** Set task **
In the entries starting at the line that contains "the plaid shirt." and ending at the line that contains "[102,261,274,335]", replace "woman's" with "girl's" and return only those lines, with everything else left unchanged.

[Collected data entries]
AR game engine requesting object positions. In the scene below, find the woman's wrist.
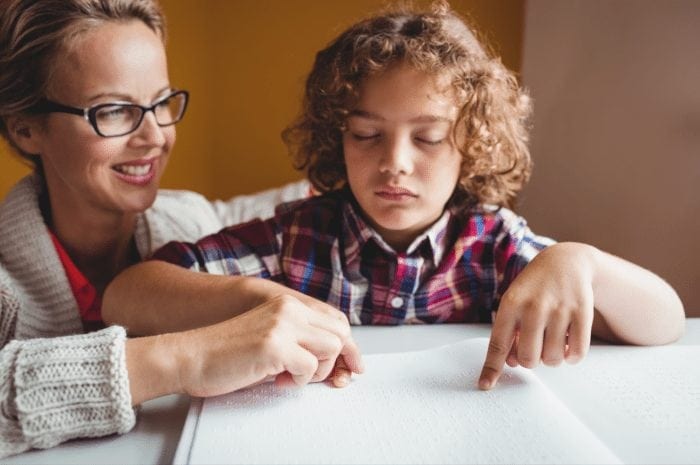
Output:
[125,333,186,405]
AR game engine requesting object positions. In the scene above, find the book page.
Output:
[537,345,700,464]
[180,339,619,464]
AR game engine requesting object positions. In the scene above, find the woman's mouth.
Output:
[112,159,156,186]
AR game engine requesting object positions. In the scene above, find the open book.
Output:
[175,339,700,464]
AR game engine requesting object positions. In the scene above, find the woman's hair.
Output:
[282,1,532,210]
[0,0,165,165]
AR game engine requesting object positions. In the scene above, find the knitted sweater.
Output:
[0,176,308,458]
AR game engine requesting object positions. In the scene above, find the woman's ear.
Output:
[5,116,41,155]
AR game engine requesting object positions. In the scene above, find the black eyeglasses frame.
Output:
[30,90,190,137]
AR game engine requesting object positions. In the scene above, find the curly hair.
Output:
[0,0,165,167]
[282,1,532,210]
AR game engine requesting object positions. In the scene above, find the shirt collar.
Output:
[343,191,453,266]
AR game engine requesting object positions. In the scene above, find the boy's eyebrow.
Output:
[348,110,454,123]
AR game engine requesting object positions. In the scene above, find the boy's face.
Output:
[343,64,462,251]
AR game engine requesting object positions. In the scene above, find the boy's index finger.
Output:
[479,317,515,390]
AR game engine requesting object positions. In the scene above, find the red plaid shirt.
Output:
[153,192,553,325]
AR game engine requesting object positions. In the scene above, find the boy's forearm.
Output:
[102,261,267,335]
[579,244,685,345]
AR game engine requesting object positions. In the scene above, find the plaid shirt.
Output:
[153,192,553,325]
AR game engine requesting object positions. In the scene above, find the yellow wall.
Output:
[0,0,524,201]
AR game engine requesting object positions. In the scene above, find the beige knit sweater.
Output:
[0,176,308,458]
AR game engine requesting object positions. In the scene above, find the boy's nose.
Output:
[379,138,413,175]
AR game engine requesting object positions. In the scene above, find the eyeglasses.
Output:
[31,90,190,137]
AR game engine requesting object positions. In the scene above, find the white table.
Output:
[2,318,700,464]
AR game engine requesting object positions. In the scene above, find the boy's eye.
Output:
[416,137,445,145]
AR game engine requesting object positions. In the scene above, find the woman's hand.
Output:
[127,295,363,405]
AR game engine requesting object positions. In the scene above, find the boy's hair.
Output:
[282,1,532,210]
[0,0,165,166]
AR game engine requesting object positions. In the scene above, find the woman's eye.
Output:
[97,107,126,120]
[351,132,379,141]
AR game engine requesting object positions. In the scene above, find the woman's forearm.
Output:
[102,261,274,335]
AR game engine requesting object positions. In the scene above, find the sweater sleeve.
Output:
[206,180,311,226]
[0,320,136,458]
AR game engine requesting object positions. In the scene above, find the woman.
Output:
[0,0,361,457]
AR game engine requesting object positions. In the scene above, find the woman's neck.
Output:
[44,188,140,293]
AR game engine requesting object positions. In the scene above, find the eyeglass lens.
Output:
[94,94,187,136]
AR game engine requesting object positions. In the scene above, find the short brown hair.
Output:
[282,1,532,209]
[0,0,165,164]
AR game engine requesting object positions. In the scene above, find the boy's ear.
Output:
[5,116,41,155]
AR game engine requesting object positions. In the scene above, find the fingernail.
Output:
[333,375,350,387]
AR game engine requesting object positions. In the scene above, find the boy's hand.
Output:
[479,244,594,389]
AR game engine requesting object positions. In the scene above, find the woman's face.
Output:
[37,20,175,214]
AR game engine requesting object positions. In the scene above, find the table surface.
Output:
[2,318,700,464]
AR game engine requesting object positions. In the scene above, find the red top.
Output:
[49,231,105,331]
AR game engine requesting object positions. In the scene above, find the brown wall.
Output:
[0,0,524,197]
[522,0,700,316]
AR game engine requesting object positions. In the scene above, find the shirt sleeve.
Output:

** Exercise response **
AR game engine requesting object positions. In the scene above, find the plaid shirt.
Output:
[153,192,553,325]
AR game engine requesting object positions. In the scene above, find the yellow wall.
Output:
[0,0,524,201]
AR game engine requesting object positions. In the scene above, find the beige knit sweater.
Output:
[0,176,308,458]
AR game engine requesting object positions. In the scene above, find the boy's nose.
Output:
[379,138,413,175]
AR game engine requesting object positions. In the scene above, find the eyeglasses.
Output:
[31,90,190,137]
AR game engine requesting object positions. In the scene above, find the white table.
Output:
[2,318,700,464]
AR game engine requesting object positions. In the scene above, find the boy's eye.
Output:
[416,137,445,145]
AR game engine requesting object positions. In the scene above, find the girl's hand.
Output:
[127,295,363,405]
AR game engine requesting object positions. In the scene above, find the boy's hair.
Output:
[282,1,532,210]
[0,0,165,166]
AR game engine requesting object positions. In the scene above, find the girl's eye.
Output:
[97,107,126,120]
[351,132,379,141]
AR game engine requesting object positions. In the scene above, find the girl's forearm.
Output:
[102,261,274,335]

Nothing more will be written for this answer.